> Prompt A: Summarize the excerpt about riding into the Rockies in two sentences.
> Prompt B: Print the lines of the listing from its first line through the line that contains "--target arch", with both ends included.

> Given text:
A Ride into The Rockies with Steph Jeavons
Bear hunting and wild camping in Canada.
Check out this excerpt from Steph Jeavons’ new book about her four-year, seven-continent ride around the word, Home By Seven, in which she goes wild camping in Alberta, Canada, and rides Rhonda-the-Honda CRF250L on both dirt trails and smooth tarmac roads.
To read the full story grab a copy of Home by Seven here and to meet Steph in person join us at The Armchair Adventure Festival this September where she will be talking about her world-first, around the world trip!
As I sat cradling my coffee and watching the puddles form around my tent next to the lake in the one-horse town of Clearwater, I debated which way to go. I had worked out a rough route before I left but I wasn’t sure if I would have time for it now. It was getting colder already. Still, I had been told by many Canadians that the Icefield Parkway between Jasper and Banff was a ‘must ride’, and so I had to go and see for myself.
The weather was unpredictable as I rode higher into Alberta, along the forest trails and into the Rockies. By the time I reached Jasper the night-time temperatures were reaching minus five Centigrade. This was the coldest I had ever camped at, that I could recall. It wasn't too unpleasant with a decent North Face sleeping bag and my ‘Vernadski’ socks from Antarctica, but the morning was bitter. I snuggled back into my sleeping bag after making my morning coffee on the stove outside and decided any further attempts to get up would have to be postponed until the sun arrived over the surrounding trees. The bear hunting could wait.

> Data shown:
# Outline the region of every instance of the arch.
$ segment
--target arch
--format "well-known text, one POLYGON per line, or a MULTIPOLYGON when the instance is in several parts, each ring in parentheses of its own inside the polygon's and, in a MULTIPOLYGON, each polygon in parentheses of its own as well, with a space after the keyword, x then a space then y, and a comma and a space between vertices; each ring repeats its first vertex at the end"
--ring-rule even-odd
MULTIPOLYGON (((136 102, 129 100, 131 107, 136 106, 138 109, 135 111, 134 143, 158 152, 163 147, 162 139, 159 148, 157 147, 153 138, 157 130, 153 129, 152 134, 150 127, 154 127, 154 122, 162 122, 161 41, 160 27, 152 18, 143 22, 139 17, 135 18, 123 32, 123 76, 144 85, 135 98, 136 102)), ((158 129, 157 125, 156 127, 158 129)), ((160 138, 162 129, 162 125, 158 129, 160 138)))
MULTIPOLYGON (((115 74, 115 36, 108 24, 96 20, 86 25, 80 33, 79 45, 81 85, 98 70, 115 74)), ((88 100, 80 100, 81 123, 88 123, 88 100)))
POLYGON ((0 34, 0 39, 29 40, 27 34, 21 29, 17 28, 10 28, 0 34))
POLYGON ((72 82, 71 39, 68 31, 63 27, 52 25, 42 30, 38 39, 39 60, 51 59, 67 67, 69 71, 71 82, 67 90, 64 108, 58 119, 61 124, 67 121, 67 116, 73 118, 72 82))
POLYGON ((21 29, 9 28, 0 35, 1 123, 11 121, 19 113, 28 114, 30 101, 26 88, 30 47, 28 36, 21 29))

> Exercise output A: While camped beside a lake in Clearwater, Canada, Steph Jeavons decides to ride the Icefield Parkway between Jasper and Banff, which many Canadians had told her was a "must ride." As she rides higher into Alberta and the Rockies, night temperatures at Jasper fall to minus five Centigrade, the coldest she recalls camping in, and on the bitter morning she stays in her sleeping bag until the sun comes over the trees.

> Exercise output B:
# Outline the region of every instance of the arch.
$ segment
--target arch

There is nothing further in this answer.